→ **Task directions**:
From the line with "GET /detect?query=striped loveseat" to the final line of the records, reproduce every line exactly and only those lines.

---- Data to use

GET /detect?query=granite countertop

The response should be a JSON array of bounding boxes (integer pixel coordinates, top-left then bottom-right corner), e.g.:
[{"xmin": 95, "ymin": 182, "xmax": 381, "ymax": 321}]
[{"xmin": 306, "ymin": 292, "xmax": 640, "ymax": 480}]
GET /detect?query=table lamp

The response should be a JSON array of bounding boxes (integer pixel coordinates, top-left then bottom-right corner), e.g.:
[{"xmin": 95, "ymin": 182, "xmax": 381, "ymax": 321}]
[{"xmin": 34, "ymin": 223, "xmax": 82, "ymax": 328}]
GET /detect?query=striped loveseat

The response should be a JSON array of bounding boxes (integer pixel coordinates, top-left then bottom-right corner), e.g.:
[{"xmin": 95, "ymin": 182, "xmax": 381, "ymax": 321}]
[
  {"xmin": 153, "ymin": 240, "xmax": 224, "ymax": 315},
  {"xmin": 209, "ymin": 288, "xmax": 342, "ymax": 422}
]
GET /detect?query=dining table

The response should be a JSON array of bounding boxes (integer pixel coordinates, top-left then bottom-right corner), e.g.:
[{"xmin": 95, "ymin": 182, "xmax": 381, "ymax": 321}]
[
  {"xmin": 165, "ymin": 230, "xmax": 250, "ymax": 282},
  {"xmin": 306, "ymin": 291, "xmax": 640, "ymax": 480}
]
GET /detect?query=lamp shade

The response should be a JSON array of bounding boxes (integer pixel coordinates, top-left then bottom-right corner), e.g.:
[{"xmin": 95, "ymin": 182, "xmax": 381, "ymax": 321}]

--------

→ **Reply**:
GET /detect?query=striped loveseat

The response should be a JSON array of bounding boxes (integer pixel coordinates, top-left then bottom-right corner), e.g.:
[{"xmin": 95, "ymin": 182, "xmax": 381, "ymax": 321}]
[
  {"xmin": 153, "ymin": 240, "xmax": 224, "ymax": 315},
  {"xmin": 209, "ymin": 288, "xmax": 342, "ymax": 422}
]
GET /detect?query=dining table

The response should be a JSON array of bounding boxes (integer pixel coordinates, top-left then bottom-right corner), e.g.:
[{"xmin": 95, "ymin": 182, "xmax": 381, "ymax": 321}]
[
  {"xmin": 165, "ymin": 230, "xmax": 250, "ymax": 282},
  {"xmin": 306, "ymin": 291, "xmax": 640, "ymax": 480}
]
GET /detect?query=lamp shade

The response should be a JSON array of bounding boxes (integer pixel coordinates, top-left then bottom-right corner), e.g.:
[{"xmin": 95, "ymin": 182, "xmax": 381, "ymax": 321}]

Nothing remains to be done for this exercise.